**What you need to do**
The expected answer is the full listing, repeated exactly and free of images.

· · ·

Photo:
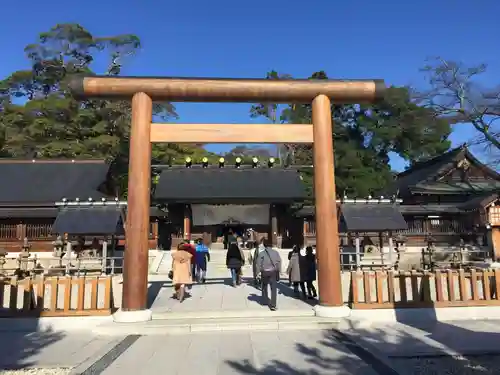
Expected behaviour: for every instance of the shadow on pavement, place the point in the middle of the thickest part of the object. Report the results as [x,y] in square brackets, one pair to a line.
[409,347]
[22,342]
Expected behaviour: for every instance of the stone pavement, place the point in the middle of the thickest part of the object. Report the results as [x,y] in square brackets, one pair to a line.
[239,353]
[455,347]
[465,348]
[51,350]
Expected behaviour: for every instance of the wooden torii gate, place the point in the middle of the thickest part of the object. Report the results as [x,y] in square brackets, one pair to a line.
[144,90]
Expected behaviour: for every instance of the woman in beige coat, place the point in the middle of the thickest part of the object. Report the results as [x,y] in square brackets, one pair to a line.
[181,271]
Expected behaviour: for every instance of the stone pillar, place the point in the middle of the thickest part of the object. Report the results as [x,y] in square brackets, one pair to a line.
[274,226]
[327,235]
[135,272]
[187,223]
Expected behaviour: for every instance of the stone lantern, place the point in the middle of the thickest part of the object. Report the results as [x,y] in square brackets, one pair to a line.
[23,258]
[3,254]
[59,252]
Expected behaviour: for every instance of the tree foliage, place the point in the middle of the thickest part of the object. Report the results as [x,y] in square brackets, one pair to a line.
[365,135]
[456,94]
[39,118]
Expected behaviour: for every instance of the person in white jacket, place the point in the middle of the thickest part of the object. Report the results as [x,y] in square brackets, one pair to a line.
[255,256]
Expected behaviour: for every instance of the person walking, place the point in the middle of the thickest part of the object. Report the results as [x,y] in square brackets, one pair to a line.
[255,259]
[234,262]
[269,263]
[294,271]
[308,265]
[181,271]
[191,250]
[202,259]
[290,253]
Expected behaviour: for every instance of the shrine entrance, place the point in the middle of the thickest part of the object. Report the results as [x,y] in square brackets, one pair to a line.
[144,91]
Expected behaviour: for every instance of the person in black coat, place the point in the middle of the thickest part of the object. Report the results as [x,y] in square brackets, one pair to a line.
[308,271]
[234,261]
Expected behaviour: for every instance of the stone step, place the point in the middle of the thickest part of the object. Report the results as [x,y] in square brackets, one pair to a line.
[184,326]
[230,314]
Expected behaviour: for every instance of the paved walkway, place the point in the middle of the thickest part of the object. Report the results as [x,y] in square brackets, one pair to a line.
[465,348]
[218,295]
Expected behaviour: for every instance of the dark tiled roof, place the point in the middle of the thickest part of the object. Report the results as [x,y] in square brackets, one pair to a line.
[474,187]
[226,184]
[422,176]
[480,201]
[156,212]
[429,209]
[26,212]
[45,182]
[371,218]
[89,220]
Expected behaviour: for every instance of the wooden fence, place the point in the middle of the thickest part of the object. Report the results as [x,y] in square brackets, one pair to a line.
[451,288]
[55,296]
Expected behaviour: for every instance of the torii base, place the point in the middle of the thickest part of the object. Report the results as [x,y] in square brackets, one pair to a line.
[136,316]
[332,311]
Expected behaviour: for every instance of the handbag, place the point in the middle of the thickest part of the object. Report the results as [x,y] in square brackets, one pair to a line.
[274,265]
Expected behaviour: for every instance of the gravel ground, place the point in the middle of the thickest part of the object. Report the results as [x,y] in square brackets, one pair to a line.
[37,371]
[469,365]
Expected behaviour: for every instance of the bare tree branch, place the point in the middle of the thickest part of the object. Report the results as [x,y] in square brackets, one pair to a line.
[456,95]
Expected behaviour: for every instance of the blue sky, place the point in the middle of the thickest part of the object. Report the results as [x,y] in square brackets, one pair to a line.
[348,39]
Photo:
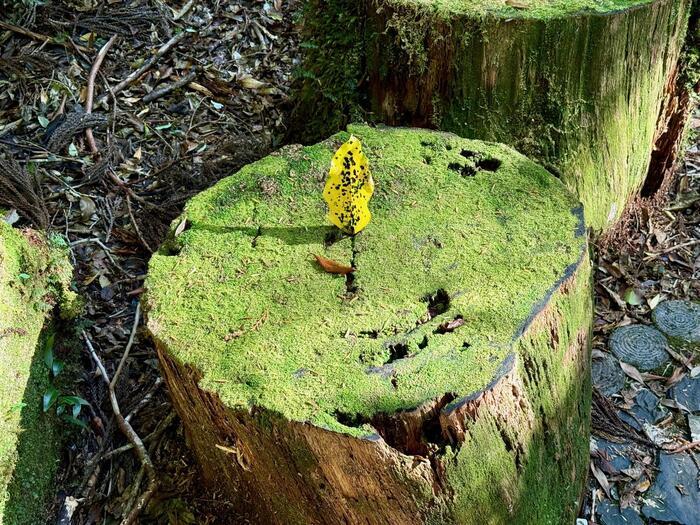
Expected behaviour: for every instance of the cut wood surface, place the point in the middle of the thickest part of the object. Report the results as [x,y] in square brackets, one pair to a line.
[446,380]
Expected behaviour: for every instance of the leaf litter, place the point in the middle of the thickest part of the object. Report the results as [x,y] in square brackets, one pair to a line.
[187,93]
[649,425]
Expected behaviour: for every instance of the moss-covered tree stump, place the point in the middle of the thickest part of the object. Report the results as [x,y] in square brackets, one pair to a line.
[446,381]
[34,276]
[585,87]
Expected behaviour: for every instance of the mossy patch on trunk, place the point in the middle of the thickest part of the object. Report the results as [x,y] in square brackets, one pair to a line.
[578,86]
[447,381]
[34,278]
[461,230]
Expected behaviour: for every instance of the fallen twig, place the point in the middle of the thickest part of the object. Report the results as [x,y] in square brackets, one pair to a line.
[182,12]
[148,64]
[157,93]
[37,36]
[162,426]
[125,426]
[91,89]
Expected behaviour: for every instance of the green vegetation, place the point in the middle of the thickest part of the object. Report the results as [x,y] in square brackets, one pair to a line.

· · ·

**Task solution**
Photo:
Expected behaviour: for every instance of the shadow on pavement, place the point in the middle of the thickest part of the object. Report the results as [x,y] in square brackets, one pair to a line.
[409,347]
[22,342]
Expected behaviour: for every instance of the stone pavement, place the point in the middle of the thickest part of the object. Report the results as [x,y] in square brackets, one pair to a line.
[239,353]
[455,347]
[465,348]
[51,350]
Expected behaviour: for every instance of the wooden torii gate, place the point in the middle of the thickest part of the object. Report the results as [x,y] in square brackets, one pair to a line.
[144,90]
Expected behaviour: for every instance of the woman in beige coat, place the point in the middle of the thickest part of the object. Report the results as [x,y] in square brackets, one pair to a line.
[181,271]
Expected behaviour: for every instance of the stone pillar, place the point in the middle of the thickest part of the object. Report the results as [x,y] in square brackets, one pair to a line.
[274,226]
[327,235]
[135,272]
[187,223]
Expected behaviour: for every instance of the stone lantern, place the point in the middle of the thickest part of the object. Report the results as [x,y] in square brackets, one pair to a line.
[23,258]
[3,254]
[59,252]
Expected behaviour: for every instance of the tree foliage, place the point in the middle of the thickest part of the object. Report the results as [x,y] in square brackets, one pair to a line.
[365,135]
[456,94]
[39,118]
Expected behaviour: for every instance of the person in white jacket, place the point in the middle of the thickest part of the object. Report the results as [x,y] in square brackets, one pair to a line.
[255,256]
Expected behaviour: for every instance of the person walking, place the point in the middle of the thickest part of the object. Report the results as [x,y] in square brackets, one pair to a line.
[255,259]
[234,262]
[269,263]
[294,271]
[308,265]
[181,271]
[191,250]
[202,259]
[290,253]
Expected behaviour: for every instance of the shrine entrance, place the point in the middle of the thickest part of the object. Report the results as [x,y] in square brackets, one pair to a line.
[144,91]
Expected behaviour: for every instance of the person in black coat, place the point in the middle of the thickest part of the object. Report the results as [x,y] in square brackets, one pair to a line.
[308,271]
[234,261]
Expected behaviour: for every instance of the stone step, place the point in the middle of the thickest part of the object. Report the results as [x,y] in square brackets, one pair to a line.
[184,326]
[230,314]
Expected behaviour: for every instance of the paved walkway, place the point in the middle of the thickest part of the object. Report the results as [x,y] in square brackets, one pair to a line.
[465,348]
[218,295]
Expected behaviour: for every instance of the dark tiled roof, place the point in the middle of the thickest part of the object. Report the results as [x,y] in square brackets, one pair to a line.
[474,187]
[226,184]
[422,176]
[480,201]
[156,212]
[429,209]
[26,212]
[45,182]
[371,218]
[89,220]
Expected behaviour: for every instance of the wooden fence, place the point in the middle of the thickest part of the object. Report the results as [x,y] in square brackets, one pair to a line.
[451,288]
[55,296]
Expected behaviour: for every instance of the torii base, place the point in the middle of the thickest part of the object. Report the results as [x,y] in square brackets, one pair to a line.
[136,316]
[332,311]
Expected behaviour: for every instance of the handbag, place the point in the middle of the thickest part of the object. Report the results as [x,y] in square brackets, one pair to a line.
[274,265]
Expected behaviour: for every instance of the gravel ground, place the point in the middle of the thickest part of the object. Report the results as [x,y] in square brackets, one pair to a line.
[37,371]
[469,365]
Expected behaviour: for every instance of the bare tree branch, place the point in the middle of the thickest part of the object. Report the results as [x,y] in square brackets, one pair to a line.
[456,95]
Expected behaviour: for every instance of the blue sky, place the point in the middle of the thickest part of the object. Report the results as [x,y] in square brackets, one pair to a line.
[348,39]
Photo:
Expected behaviour: for every instance of the cut wood surface, place the point in the middle of the thickest part of the object. Report the results as [x,y] in square brackets, one pair to a line.
[446,380]
Expected behaviour: for every instance of the leaf litter, place the point in the middle of the thickest part of the object. Report the results as [x,y] in square brackets, one pair to a line.
[187,93]
[649,425]
Expected behaviour: for every instance of the moss-covered tree stump, place the point in the middle of the thickest part of the object. Report the results as [x,y] in square brackets, one pair to a line.
[446,381]
[34,276]
[585,87]
Expected behaviour: for every instance of the mossy patch on trunk, place the point in the middle of the thickest part of the object. Report the results as [x,y] in square brackets, one pair to a line.
[578,86]
[447,381]
[34,278]
[461,230]
Expected behaviour: for every instance of the fallen twig, place the point in the middle of the thickest part of the object. Report the results as [x,y] in square brackets, one pair to a line.
[182,12]
[148,64]
[157,93]
[37,36]
[162,426]
[125,426]
[91,89]
Expected behaviour: for every instance of the green vegetation, place the point in the middle of the thickest part of the object. Report the results as [x,y] in square brackets, one pair to a line.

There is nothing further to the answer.